Required task
Retype every line of the listing below word for word.

[Saved data entries]
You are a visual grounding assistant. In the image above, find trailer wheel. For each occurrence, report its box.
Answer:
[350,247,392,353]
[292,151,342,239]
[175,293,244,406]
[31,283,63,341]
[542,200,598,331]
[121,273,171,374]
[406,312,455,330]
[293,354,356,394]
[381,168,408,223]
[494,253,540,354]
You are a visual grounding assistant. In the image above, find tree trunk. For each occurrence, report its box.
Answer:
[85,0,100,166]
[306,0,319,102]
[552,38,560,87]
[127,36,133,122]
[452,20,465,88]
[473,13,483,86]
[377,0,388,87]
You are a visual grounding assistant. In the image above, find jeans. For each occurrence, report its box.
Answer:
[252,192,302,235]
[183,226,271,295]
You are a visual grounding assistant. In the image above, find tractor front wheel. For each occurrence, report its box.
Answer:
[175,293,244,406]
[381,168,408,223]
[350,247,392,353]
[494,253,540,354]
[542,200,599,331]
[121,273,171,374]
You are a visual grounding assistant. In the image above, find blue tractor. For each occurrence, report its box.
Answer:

Reply to the exercise
You are a visual grounding assistant. In the image above, find trailer wheel. For each occurrence, report its box.
Answer:
[350,247,392,353]
[292,151,342,239]
[175,293,244,406]
[31,283,63,341]
[542,200,598,331]
[121,273,171,374]
[406,312,455,330]
[293,354,356,394]
[381,168,408,223]
[494,253,540,354]
You are a visual grounding assistant. In the image above, find tree trunk. For each occurrence, report its box.
Answer:
[85,0,100,166]
[306,0,319,102]
[552,38,560,87]
[127,36,133,122]
[452,20,465,88]
[473,13,483,86]
[377,0,388,87]
You are a visual grounding assistant. In the image above, find jeans. For each occurrence, report its box.
Answer:
[252,192,302,235]
[183,226,271,295]
You are a visual grounding assistant. In the image above, find tractor front wheel. For each occurrence, report its box.
Answer:
[175,293,244,406]
[381,168,408,223]
[350,247,392,353]
[494,253,540,354]
[542,200,599,331]
[121,273,171,374]
You are a visual grounding assistant. In the image above, find blue tractor. For each occurrence, report its box.
Answer:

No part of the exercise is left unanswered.